In the source text about homebuilding subcontractors, what does the recent National Labor Relations Board ruling say a firm could be under some circumstances?

■ **Source text**
□ □ □ □ □
The homes we sell are built by employees of subcontractors and other contract parties. We do not have the ability to control what these contract parties pay their employees or the work rules they impose on their employees. However, various governmental agencies are trying to hold contract parties like us responsible for violations of wage and hour laws and other work related laws by firms whose employees are performing contracted for services. A recent National Labor Relations Board ruling holds that for labor law purposes a firm could under some circumstances be responsible as a joint employer of its contractors' employees. If that ruling is upheld on appeal, it could make us responsible for collective bargaining obligations and labor law violations by our subcontractors. Governmental rulings that make us responsible for labor practices by our subcontractors could create substantial exposures for us in situations that are not within our control.
Our ability to collect upon mortgage loans may be limited by the application of state laws.
□ □ □ □ □
■ **Collected data**
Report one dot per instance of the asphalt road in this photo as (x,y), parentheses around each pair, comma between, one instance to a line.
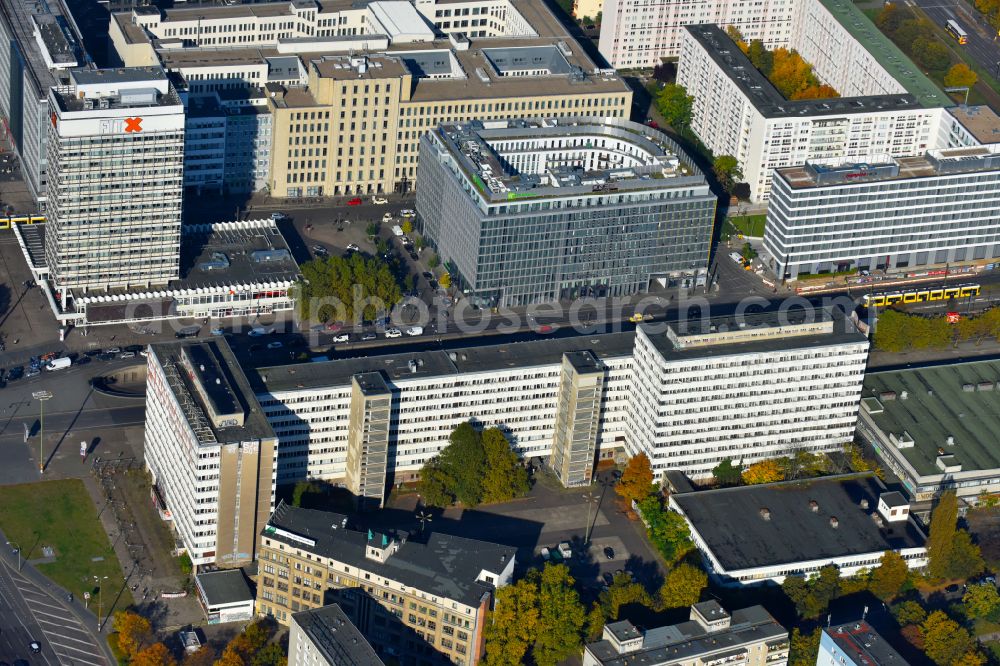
(982,46)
□ □ □ □ □
■ **Complete output**
A joint employer of its contractors' employees, for labor law purposes.